Extracted data entries:
---*---

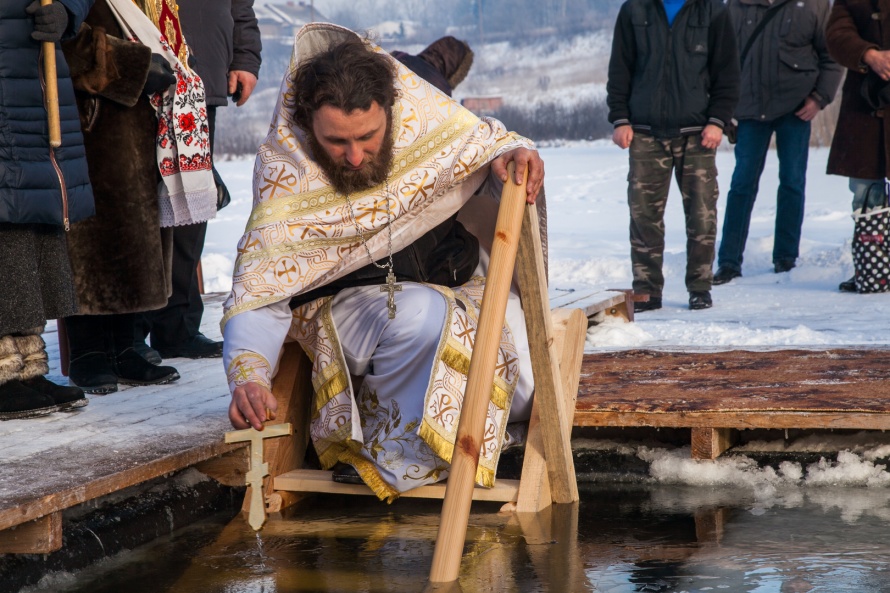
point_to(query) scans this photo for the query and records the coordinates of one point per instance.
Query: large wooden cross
(258, 468)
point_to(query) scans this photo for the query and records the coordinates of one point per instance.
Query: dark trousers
(180, 319)
(651, 163)
(792, 148)
(111, 334)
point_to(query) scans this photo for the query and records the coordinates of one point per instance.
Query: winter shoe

---*---

Goal of the exercise: Leave out the pictures and return every record word for word.

Task solution:
point_to(query) scans this photo for the query and records the coordinates of one point per instance.
Query: large wooden cross
(258, 468)
point_to(query) scans this photo for the query and records the coordinates of one point per instance.
Query: dark trousers
(180, 319)
(651, 163)
(792, 148)
(111, 334)
point_to(query) scans this photo for the query and records the coordinates of one point per instance.
Query: winter shoe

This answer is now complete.